Please reproduce the records exactly, leaving out any pictures.

--- Records for processing Enclosed Below ---

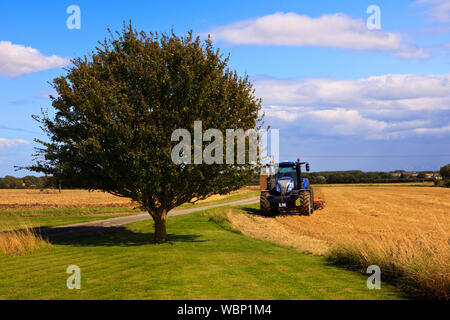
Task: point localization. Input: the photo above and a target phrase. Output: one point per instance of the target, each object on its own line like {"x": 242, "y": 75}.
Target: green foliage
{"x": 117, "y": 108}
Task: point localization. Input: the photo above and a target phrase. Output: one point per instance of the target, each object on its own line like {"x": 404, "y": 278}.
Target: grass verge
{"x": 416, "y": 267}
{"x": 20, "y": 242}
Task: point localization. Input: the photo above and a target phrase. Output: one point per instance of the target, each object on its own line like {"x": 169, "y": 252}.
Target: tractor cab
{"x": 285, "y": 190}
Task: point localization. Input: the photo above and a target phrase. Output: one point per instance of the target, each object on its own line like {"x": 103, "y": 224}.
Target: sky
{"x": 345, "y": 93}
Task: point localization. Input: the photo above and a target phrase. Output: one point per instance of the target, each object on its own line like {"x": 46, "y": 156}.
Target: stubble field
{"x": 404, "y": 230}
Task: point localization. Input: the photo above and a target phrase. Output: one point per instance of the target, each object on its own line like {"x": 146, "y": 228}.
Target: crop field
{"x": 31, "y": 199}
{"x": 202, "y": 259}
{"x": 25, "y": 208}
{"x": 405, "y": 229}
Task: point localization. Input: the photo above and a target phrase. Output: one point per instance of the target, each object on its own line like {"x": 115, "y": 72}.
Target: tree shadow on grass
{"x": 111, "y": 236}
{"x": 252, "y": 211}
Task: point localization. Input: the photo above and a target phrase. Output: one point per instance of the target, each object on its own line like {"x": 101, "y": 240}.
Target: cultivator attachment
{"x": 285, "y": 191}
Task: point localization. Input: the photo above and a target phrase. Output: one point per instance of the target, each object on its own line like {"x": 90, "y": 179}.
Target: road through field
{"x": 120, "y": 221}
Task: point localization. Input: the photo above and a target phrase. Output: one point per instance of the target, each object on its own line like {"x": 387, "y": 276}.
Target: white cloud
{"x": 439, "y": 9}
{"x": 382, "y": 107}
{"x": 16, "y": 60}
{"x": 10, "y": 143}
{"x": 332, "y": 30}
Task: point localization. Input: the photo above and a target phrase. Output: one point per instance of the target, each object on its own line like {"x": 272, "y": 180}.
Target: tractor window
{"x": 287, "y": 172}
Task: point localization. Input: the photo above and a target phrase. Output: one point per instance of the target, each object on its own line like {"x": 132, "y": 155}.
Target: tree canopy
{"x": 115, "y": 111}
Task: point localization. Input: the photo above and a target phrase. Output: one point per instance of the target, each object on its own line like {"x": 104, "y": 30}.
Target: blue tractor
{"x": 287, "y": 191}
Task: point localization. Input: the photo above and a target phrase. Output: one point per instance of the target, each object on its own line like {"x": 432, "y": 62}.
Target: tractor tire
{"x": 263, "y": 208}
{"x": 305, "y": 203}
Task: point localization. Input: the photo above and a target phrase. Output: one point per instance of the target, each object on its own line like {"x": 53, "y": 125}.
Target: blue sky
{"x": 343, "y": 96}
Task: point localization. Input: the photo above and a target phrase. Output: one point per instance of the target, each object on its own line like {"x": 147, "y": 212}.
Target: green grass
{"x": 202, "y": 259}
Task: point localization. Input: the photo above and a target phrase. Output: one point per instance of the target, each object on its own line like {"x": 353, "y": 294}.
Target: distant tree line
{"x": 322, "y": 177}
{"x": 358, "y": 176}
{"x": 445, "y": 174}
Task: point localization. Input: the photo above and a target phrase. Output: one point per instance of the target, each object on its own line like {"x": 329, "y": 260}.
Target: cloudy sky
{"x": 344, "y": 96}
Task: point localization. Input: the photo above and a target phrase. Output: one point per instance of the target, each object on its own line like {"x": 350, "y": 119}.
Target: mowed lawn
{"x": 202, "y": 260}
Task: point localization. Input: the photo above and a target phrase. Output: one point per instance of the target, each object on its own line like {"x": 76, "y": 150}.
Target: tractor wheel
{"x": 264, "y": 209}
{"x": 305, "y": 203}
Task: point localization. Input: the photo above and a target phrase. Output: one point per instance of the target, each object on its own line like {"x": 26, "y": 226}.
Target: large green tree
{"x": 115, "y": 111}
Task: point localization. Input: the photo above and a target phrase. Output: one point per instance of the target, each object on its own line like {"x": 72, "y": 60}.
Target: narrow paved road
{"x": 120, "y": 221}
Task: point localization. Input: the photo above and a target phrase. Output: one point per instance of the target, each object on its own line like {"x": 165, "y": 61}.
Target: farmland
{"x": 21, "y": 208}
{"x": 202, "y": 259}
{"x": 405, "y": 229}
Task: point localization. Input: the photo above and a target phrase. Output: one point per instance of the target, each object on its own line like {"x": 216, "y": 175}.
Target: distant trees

--- End of Enclosed Records for processing ---

- Response to the exercise -
Task: point localization. Input: the photo above and a target phrase. Output: one point per instance of the target, each object on its own line like {"x": 242, "y": 75}.
Target: green foliage
{"x": 117, "y": 108}
Task: point localization. Input: the photo above and a target phrase. Output: one point per instance of the target, each object on its own line like {"x": 404, "y": 278}.
Target: grass verge
{"x": 416, "y": 267}
{"x": 20, "y": 242}
Task: point localization. Input: the photo above and a target phrase. Output: one point per instance of the target, each object on its own line like {"x": 169, "y": 252}.
Target: tractor cab
{"x": 285, "y": 190}
Task: point localization. Input: the photo above and a target phrase. Output: one point per instance of the target, each object on its own line like {"x": 103, "y": 224}.
Target: sky
{"x": 345, "y": 93}
Task: point localization. Input: the photo above and a target phrase. Output: one point per instance of the target, each object on its own line like {"x": 46, "y": 156}.
Target: stubble field
{"x": 404, "y": 230}
Task: point localization. Input: the photo above and a target phrase. Output: one point per instance of the target, each object on its own line like {"x": 146, "y": 228}.
Target: crop field
{"x": 31, "y": 199}
{"x": 202, "y": 259}
{"x": 25, "y": 208}
{"x": 405, "y": 229}
Task: point localization. Input: the photo above and a target phrase. Output: one point per instance of the target, each object on its own line like {"x": 115, "y": 72}.
Target: tree shadow on grass
{"x": 111, "y": 236}
{"x": 252, "y": 211}
Task: point localization. Input: the photo above and a target phrase. Output: one point per instance of the target, each object on its own line like {"x": 101, "y": 240}.
Target: cultivator attachment
{"x": 285, "y": 191}
Task: point localization. Input: the photo above and a target phrase. Output: one point per instance of the target, each object on its own line like {"x": 90, "y": 179}.
Target: road through field
{"x": 120, "y": 221}
Task: point localization. Input: the photo above and a target phrase. Output: one point per instance of the target, each object on its own line like {"x": 387, "y": 276}.
Target: white cloud
{"x": 439, "y": 9}
{"x": 382, "y": 107}
{"x": 16, "y": 60}
{"x": 10, "y": 143}
{"x": 332, "y": 30}
Task: point localization. Input: the photo above and a target phrase. Output: one point per instance of the target, each object on its own line like {"x": 272, "y": 180}.
Target: tractor window
{"x": 287, "y": 172}
Task: point localization. Input: the photo above and a target phrase. Output: one point per instance of the target, each object on its own line like {"x": 132, "y": 155}.
Target: tree canopy
{"x": 115, "y": 111}
Task: point localization. Input: the photo above and a target phrase. Output: one point per instance of the target, each object on its own line like {"x": 104, "y": 30}.
Target: blue tractor
{"x": 287, "y": 191}
Task: point localization. Input: the photo above and a target phrase. Output: one point per instance of the target, each object on its own line like {"x": 432, "y": 62}.
Target: tractor tire
{"x": 263, "y": 208}
{"x": 305, "y": 203}
Task: point localization. Input: the photo above and a target phrase. Output: one point per instance of the target, each object on its own line like {"x": 53, "y": 125}.
Target: blue sky
{"x": 343, "y": 96}
Task: point localization. Input: the photo above and a target phrase. Output: one point per instance of the target, each object on its own line like {"x": 147, "y": 212}.
Target: green grass
{"x": 202, "y": 259}
Task: point localization. Input: the photo above and a target phrase. Output: one point per instance of the target, each object on its own line like {"x": 353, "y": 294}.
Target: distant tree line
{"x": 322, "y": 177}
{"x": 358, "y": 176}
{"x": 445, "y": 174}
Task: point localization. Input: the photo above and a target phrase. Output: one point per instance of the target, each object on its own line like {"x": 329, "y": 260}.
Target: cloudy sky
{"x": 344, "y": 96}
Task: point localization. Input: the photo above and a target phrase. Output: one point per instance of the target, each object on its own line like {"x": 350, "y": 119}.
Target: mowed lawn
{"x": 202, "y": 260}
Task: point localization. Input: the photo above and a target phrase. Output: one point per instance of the target, each object on its own line like {"x": 76, "y": 150}.
Target: tractor wheel
{"x": 264, "y": 209}
{"x": 305, "y": 203}
Task: point localization. Input: the photo above and a target phrase. Output: one point per instance of the target, each object on its own line like {"x": 26, "y": 226}.
Target: large green tree
{"x": 115, "y": 111}
Task: point localization. Input: the photo above and a target phrase. Output: one point per instance of the target, each object on its own line like {"x": 72, "y": 60}.
Target: narrow paved road
{"x": 120, "y": 221}
Task: point localization. Input: the photo above and a target phrase. Output: one point per instance of the target, each object on its own line like {"x": 165, "y": 61}.
Target: farmland
{"x": 21, "y": 208}
{"x": 202, "y": 259}
{"x": 405, "y": 229}
Task: point localization. Input: the photo above and a target phrase. Output: one point per instance of the target, each object on its own line like {"x": 216, "y": 175}.
Target: distant trees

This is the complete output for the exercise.